BEGIN Extracted material
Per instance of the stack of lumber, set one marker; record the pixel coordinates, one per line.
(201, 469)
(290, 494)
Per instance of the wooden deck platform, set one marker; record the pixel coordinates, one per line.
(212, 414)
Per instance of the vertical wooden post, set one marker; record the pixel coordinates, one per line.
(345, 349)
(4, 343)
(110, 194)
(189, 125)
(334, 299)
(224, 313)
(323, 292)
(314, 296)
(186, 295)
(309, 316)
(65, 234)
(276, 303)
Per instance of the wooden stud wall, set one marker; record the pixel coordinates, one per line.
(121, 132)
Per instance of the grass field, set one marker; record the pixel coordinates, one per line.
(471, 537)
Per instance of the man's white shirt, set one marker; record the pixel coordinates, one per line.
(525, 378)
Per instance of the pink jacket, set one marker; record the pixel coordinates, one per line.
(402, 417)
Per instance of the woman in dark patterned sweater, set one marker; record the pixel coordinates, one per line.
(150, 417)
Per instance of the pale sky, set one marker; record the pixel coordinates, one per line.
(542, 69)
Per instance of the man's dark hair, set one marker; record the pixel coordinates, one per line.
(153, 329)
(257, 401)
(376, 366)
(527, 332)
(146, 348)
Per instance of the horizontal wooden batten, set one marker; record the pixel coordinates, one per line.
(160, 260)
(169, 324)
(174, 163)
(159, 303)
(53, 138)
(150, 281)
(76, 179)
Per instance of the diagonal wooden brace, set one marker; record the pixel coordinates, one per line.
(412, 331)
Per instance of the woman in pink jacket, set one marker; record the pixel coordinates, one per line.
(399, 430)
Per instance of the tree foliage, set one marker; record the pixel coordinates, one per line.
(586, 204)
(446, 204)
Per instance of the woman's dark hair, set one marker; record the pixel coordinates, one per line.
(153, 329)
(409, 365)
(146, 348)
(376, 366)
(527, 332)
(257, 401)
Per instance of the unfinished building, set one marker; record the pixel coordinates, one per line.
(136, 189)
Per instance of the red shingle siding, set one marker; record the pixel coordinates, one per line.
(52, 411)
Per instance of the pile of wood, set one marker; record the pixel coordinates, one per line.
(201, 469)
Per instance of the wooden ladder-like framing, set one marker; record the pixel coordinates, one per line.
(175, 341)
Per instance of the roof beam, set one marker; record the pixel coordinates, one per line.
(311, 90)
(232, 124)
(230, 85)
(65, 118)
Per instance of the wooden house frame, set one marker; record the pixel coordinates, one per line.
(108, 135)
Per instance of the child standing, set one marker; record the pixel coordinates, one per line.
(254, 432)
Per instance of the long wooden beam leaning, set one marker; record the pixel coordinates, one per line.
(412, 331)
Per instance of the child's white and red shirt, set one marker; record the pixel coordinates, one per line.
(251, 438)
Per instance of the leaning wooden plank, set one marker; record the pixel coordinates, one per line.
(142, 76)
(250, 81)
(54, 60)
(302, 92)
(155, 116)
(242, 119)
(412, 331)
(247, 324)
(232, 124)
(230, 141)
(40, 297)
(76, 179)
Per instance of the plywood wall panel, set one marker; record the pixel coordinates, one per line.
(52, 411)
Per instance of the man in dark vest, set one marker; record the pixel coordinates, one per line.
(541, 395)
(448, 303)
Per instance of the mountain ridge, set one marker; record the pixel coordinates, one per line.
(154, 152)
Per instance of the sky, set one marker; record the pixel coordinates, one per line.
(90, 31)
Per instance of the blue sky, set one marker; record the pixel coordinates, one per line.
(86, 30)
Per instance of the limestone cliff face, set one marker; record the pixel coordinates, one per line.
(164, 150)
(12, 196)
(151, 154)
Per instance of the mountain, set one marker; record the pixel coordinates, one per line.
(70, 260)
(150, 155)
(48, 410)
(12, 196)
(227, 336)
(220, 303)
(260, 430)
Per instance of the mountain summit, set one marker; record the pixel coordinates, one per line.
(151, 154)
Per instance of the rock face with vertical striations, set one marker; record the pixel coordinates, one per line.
END Extracted material
Aim of the task:
Transcribe the material above in its entirety. Match it exactly.

Exercise response:
Per instance of the stack of lumber, set one marker; record the pixel coordinates, one per line.
(201, 469)
(290, 494)
Per instance of the wooden deck platform, set one marker; record the pixel coordinates, one per line.
(212, 414)
Per instance of the vertical wooden post, set one marker; record the pixel coordinates, one per line.
(345, 349)
(4, 343)
(110, 194)
(189, 125)
(334, 299)
(224, 313)
(323, 292)
(314, 296)
(186, 295)
(309, 316)
(65, 234)
(276, 303)
Per instance of the wooden stud wall, set one marker; record the pixel coordinates, one per line.
(121, 132)
Per instance of the grass field, set one marker; record the pixel coordinates, one per line.
(471, 537)
Per instance of the man's white shirt, set one marker; record the pixel coordinates, one per line.
(525, 378)
Per instance of the pink jacket, set one marker; record the pixel coordinates, one per line.
(402, 417)
Per instance of the woman in dark patterned sweater, set one marker; record the pixel coordinates, one per line.
(150, 417)
Per instance of the pale sky, set one marker; record the pixel coordinates, one per line.
(542, 69)
Per instance of the man's dark hair, set one marker; record the pixel coordinates, one per line.
(153, 329)
(257, 401)
(376, 366)
(527, 332)
(146, 348)
Per instance of the horizontal wooden batten, set one marker; record the pixel coordinates, one per line.
(160, 260)
(169, 324)
(174, 163)
(159, 303)
(53, 138)
(150, 281)
(76, 179)
Per instance of the diagonal wooden brace, set one marker; record the pixel coordinates, one per line.
(412, 331)
Per instance of the woman in pink jacket, set one marker; record the pixel coordinates, one per line.
(399, 430)
Per instance of the tree foliage, set one marker; record the pixel coordinates, one per line.
(586, 204)
(446, 204)
Per instance of the woman's dark hair, set one marker; record the pixel coordinates, one per line.
(153, 329)
(409, 365)
(146, 348)
(376, 366)
(527, 332)
(257, 401)
Per instance of the unfinished building, set one marker; record the pixel coordinates, one per line.
(136, 189)
Per instance of the red shingle siding, set one marker; record the pixel coordinates, one per line.
(52, 411)
Per instance of the pile of wood, set one marker; record the pixel coordinates, one per line.
(201, 469)
Per instance of the wooden ladder-like framing, set one marker; record the pixel coordinates, one per line.
(175, 341)
Per instance of the roof beam, set one marker; record the pixel coordinates, one per line.
(311, 90)
(232, 124)
(230, 85)
(65, 118)
Per instance of the wooden house frame, set one marker; record the pixel coordinates, one per line.
(108, 135)
Per instance of the child standing, set one marker; record the pixel coordinates, one per line.
(254, 432)
Per instance of the long wooden beam leaning, set one marker; record the pixel coordinates, one per line.
(412, 331)
Per instance of the child's white and red shirt, set one marker; record the pixel coordinates, one per line.
(251, 438)
Per instance of the leaning wooden plank, set one marker; record the pixel coordinates, one per line.
(142, 76)
(250, 81)
(54, 60)
(302, 92)
(155, 116)
(242, 119)
(412, 331)
(247, 324)
(232, 124)
(230, 141)
(40, 297)
(76, 179)
Per instance of the plywood wall panel, set one marker; record the pixel coordinates, one per line.
(52, 411)
Per instance of the man in dark vest, set one marker; record the pixel coordinates, one per line.
(541, 395)
(448, 303)
Per instance of the mountain ridge, set one marker; record the pixel coordinates, one per line.
(154, 152)
Per instance of the sky, set one marker; record the pixel coordinates, one per line.
(90, 31)
Per instance of the blue sky, set one marker; record the pixel coordinates, one per line.
(86, 30)
Per instance of the limestone cliff face, set one marker; record the pixel coordinates, one per line.
(164, 150)
(12, 196)
(151, 154)
Per instance of the mountain, set one marker; record the pixel coordinates, one per line.
(70, 260)
(150, 155)
(48, 410)
(12, 196)
(227, 336)
(220, 303)
(260, 430)
Per instance of the mountain summit, set one marker; record the pixel coordinates, one per line.
(151, 154)
Per instance of the rock face with vertical striations, set one marker; record the pixel coordinates, one per line.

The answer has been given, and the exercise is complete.